DOCUMENT SECTION:
Sabahudin Barakovic removes land mines that he himself actually laid when he was a soldier of the Bosnian army. At that time, Serbian soldiers were the enemy. Now, he works closely together with Serbs. "In this profession, we are equals. If an accident happens, Serbs mourn for Muslims and vice versa. We eat, drink and sleep together," says Sabahudin Barakovic in an interview with DW. Land mines are lurking only a few meters away. During the Bosnian War between 1992 und 1995, all warring parties deployed land mines.
The Serb Slavisa Pejanovic fought for the Serbian army and was thus Sabahudin Barakovic's enemy. Now he sees himself and his colleague as allies despite their ethnicities. "We mine clearers have special bond; we are like a family."
After all, mines kill everyone, he stresses. "They do not ask for your age or religion. That is why we want to clear the mines to protect everyone, regardless of state or religion," says the Serb Slavisa Pejanovic.
Most have been laid along a path 1,000 kilometers long and up to four kilometers wide that still separates the two parts of Bosnia and Hercegovina – on one side is the Federation of Bosnia and Hercegovina and on the other, the autonomous Serbian republic "Republika Srpska."
Mine fields submerged after floods
The area is being cleared by the organization "NN Ivsa" headed by Sabahudin Barakovic. Germany has provided 90 percent of the funding and the other ten percent comes from the city of Gracanica.
"We have realized that demining is very important here because it is a great danger to our citizens," says the mayor of Gracanica, Nusret Helic. On behalf of his 45,000 residents, he thanks Germany for the assistance.
Since 1997, Germany has been supporting mine and ordnance clearance projects in Bosnia and Herzegovina. Despite all the foreign aid, it is estimated that there are still mines in an area covering over one thousand square kilometers. Last year, the scope of the problem in the Balkan region became clear when Croatia, Serbia and Bosnia and Herzegovina were submerged by heavy floods.

DATASET CONTENT:
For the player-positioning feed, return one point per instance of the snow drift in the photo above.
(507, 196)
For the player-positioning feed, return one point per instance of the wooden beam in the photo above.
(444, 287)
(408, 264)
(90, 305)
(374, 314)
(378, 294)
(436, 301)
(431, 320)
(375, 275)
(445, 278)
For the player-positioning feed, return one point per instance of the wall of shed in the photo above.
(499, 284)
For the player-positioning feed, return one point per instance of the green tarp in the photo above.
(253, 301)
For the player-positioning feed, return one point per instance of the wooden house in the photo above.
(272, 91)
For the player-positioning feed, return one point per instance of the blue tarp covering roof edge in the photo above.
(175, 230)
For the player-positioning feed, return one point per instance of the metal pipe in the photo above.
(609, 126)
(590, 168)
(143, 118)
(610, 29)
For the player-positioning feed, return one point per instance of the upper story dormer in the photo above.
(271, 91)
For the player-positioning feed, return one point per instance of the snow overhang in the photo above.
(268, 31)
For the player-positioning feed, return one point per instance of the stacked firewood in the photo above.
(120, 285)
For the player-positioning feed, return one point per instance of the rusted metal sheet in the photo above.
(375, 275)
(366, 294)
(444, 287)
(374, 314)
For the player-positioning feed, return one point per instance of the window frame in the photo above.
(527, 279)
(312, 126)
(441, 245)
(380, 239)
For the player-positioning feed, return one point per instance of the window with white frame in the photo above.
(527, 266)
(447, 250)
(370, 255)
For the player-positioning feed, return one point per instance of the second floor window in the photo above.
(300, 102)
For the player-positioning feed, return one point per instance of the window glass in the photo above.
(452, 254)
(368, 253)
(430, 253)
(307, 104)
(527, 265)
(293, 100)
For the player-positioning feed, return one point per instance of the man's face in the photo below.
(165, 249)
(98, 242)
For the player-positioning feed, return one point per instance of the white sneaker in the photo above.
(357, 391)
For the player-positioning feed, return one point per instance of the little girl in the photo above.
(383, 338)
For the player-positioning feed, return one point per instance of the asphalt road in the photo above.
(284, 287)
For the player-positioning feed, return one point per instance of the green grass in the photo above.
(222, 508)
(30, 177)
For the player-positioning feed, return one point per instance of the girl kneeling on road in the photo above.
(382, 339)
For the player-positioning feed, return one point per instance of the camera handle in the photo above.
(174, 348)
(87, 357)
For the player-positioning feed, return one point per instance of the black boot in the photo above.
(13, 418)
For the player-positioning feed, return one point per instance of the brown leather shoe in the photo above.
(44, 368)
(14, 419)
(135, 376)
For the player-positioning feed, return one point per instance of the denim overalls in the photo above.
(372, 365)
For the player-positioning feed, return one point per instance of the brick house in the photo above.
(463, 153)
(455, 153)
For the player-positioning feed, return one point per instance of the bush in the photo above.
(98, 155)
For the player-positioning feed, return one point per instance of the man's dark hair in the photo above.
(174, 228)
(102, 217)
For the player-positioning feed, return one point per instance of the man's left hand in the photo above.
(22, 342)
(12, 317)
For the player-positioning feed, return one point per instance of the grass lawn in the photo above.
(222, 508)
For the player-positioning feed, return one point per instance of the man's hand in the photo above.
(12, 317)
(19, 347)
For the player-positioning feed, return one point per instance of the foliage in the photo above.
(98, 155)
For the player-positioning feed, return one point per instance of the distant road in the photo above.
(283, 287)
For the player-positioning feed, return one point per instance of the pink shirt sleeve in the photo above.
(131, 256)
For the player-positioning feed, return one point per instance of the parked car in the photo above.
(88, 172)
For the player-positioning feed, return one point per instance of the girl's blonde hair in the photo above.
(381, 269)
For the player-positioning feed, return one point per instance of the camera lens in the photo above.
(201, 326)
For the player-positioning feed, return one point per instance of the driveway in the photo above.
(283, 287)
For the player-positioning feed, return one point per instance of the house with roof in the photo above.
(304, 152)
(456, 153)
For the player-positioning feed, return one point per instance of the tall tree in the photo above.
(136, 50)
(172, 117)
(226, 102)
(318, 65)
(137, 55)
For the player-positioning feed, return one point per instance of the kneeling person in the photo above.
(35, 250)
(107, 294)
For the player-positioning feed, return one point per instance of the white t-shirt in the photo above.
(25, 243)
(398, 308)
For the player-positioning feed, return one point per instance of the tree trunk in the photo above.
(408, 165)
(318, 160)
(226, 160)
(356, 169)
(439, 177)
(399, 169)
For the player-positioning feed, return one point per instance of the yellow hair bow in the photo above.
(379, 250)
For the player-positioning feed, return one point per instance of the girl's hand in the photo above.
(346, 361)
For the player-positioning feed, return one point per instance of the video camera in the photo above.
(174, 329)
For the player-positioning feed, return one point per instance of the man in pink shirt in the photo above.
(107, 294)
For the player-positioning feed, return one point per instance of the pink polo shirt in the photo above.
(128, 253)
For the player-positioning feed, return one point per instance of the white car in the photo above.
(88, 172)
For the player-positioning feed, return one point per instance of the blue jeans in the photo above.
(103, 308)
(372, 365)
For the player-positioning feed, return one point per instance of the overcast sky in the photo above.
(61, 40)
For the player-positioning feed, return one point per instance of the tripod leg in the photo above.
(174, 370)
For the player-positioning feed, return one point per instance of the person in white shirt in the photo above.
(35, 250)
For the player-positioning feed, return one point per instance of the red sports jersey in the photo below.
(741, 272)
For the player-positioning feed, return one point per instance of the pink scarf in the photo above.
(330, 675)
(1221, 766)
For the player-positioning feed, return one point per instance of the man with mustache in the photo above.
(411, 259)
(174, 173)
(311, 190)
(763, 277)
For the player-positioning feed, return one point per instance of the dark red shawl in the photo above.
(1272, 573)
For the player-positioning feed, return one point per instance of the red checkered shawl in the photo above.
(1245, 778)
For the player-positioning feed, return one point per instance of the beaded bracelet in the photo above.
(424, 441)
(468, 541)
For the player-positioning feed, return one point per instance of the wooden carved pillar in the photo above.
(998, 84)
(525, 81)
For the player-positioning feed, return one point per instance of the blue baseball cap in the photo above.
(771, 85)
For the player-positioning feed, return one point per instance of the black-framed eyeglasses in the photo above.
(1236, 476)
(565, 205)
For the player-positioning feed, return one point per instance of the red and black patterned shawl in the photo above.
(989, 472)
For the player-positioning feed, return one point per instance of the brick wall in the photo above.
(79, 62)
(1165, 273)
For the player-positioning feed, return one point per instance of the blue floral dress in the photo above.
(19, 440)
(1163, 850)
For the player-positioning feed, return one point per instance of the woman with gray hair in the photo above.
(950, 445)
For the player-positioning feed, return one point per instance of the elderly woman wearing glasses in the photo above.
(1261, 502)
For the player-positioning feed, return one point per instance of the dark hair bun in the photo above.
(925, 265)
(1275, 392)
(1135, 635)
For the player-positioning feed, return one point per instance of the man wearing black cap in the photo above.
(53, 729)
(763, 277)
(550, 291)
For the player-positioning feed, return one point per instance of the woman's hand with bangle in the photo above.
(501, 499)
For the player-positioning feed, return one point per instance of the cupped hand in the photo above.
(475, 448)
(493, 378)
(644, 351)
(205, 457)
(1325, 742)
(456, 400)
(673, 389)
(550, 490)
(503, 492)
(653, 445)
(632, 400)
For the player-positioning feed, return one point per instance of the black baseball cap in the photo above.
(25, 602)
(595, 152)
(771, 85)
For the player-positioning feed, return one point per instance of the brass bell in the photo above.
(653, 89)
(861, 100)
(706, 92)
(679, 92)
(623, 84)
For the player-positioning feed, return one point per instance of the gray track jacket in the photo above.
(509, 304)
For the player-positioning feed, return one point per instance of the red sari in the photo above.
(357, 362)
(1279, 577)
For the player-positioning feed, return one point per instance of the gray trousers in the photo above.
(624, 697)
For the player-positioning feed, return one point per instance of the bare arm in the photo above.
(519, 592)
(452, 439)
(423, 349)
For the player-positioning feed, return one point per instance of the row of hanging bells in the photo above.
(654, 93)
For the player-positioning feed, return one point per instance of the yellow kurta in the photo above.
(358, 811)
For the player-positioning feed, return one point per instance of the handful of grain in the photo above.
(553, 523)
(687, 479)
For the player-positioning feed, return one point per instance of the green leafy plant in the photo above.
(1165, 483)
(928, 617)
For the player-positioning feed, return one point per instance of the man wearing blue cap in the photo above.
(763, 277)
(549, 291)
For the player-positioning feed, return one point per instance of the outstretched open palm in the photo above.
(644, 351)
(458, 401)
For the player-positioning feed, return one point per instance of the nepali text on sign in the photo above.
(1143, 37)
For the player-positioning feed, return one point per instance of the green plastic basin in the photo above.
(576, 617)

INSTRUCTIONS:
1 > List every person named in the article on demining in Bosnia.
2 > Transcribe the stretch of the article on demining in Bosnia from "Since 1997, Germany" through "by heavy floods.".

SOLUTION LIST:
1 >
Sabahudin Barakovic
Slavisa Pejanovic
Nusret Helic

2 >
Since 1997, Germany has been supporting mine and ordnance clearance projects in Bosnia and Herzegovina. Despite all the foreign aid, it is estimated that there are still mines in an area covering over one thousand square kilometers. Last year, the scope of the problem in the Balkan region became clear when Croatia, Serbia and Bosnia and Herzegovina were submerged by heavy floods.